The records appear below. Copy each one exactly.

(DATA EXCERPTS begins)

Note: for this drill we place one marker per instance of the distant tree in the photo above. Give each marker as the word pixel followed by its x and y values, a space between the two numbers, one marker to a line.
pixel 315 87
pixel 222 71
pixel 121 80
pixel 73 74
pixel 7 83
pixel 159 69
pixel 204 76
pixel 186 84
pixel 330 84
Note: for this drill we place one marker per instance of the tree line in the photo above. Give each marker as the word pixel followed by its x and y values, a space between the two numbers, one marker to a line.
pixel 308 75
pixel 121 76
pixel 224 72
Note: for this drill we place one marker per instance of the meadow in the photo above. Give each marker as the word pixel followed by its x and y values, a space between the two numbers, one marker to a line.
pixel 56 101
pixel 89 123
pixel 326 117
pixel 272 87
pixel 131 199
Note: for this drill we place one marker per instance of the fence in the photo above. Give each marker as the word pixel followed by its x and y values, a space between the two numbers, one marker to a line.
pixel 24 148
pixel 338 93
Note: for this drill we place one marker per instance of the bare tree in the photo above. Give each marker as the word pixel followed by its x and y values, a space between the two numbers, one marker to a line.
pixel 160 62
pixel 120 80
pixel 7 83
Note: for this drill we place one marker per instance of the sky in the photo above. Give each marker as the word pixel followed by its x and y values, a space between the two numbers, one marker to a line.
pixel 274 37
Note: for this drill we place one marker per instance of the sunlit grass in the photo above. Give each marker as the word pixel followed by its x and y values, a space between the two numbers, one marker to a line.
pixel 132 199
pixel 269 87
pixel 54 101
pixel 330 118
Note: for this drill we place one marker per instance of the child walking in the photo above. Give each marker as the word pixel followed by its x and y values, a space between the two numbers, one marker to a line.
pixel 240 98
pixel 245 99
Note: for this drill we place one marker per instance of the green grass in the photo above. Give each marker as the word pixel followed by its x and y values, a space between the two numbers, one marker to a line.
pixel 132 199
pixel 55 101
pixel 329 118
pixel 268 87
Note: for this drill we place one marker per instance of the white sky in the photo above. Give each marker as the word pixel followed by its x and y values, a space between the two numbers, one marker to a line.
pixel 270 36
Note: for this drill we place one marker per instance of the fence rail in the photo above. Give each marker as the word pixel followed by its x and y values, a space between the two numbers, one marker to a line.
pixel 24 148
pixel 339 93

(DATA EXCERPTS ends)

- _TASK RESULT_:
Note: for this drill we place one marker per instance of the distant tree in the photo above. Give each marker as the word pixel followed by its x and y values, a space between the two numbers, one marker to a line.
pixel 315 87
pixel 222 71
pixel 121 80
pixel 73 74
pixel 7 83
pixel 159 69
pixel 204 76
pixel 186 84
pixel 330 84
Note: for this drill we place one marker per instance of the tree line in the photo above. Give each marker as the word pixel followed by its x and y values, a space between the two numbers, one marker to a line.
pixel 308 75
pixel 121 76
pixel 224 72
Note: for this drill we place one marker per instance of the meadow in the photo above. Give each marker as the word pixel followed by its x and y values, a space between the two numbers, one marker to a line.
pixel 56 101
pixel 89 123
pixel 326 117
pixel 272 87
pixel 131 199
Note: for this drill we place one marker per instance of the fence in the photo above. Give each marker as the word pixel followed by its x and y values, a space between the two numbers, one marker to a line.
pixel 24 148
pixel 338 93
Note: for this drill we place one marker per instance of the bare tree in the photo above. Give each marker as the word pixel followed by its x and y values, a space between the two numbers, one marker to a line.
pixel 160 62
pixel 120 80
pixel 7 83
Note: for this drill we place one marker per instance of the sky in the photo above. Give each marker as the word pixel followed by its x and y values, a space between the two numbers, one marker to a line.
pixel 274 37
Note: for this drill we place one marker per instance of the sunlit grass in the photo above. Give each marker as the word pixel followed by its x and y values, a space between the two numbers, one marker to a line.
pixel 132 199
pixel 269 87
pixel 54 101
pixel 330 118
Note: for this drill we place one marker per instance of the child walking in the photo above. Give each marker as the word pixel followed by its x and y values, a space between the two numbers, one marker to a line.
pixel 240 98
pixel 245 99
Note: for this drill we place one marker per instance of the green grass in the photo above. Give each marker as the word pixel followed by its x and y values, a space between the two numbers, one marker to a line.
pixel 132 199
pixel 55 101
pixel 329 118
pixel 268 87
Note: for this drill we place one marker per instance of the white sky in the photo above. Give each marker as the word pixel followed by its x and y values, a space between the two numbers, one marker to a line.
pixel 270 36
Note: for this drill we place one marker per instance of the fence rail in the photo above. Give each marker as the word pixel followed by its x and y values, a space between the two numbers, one marker to a line.
pixel 24 148
pixel 339 93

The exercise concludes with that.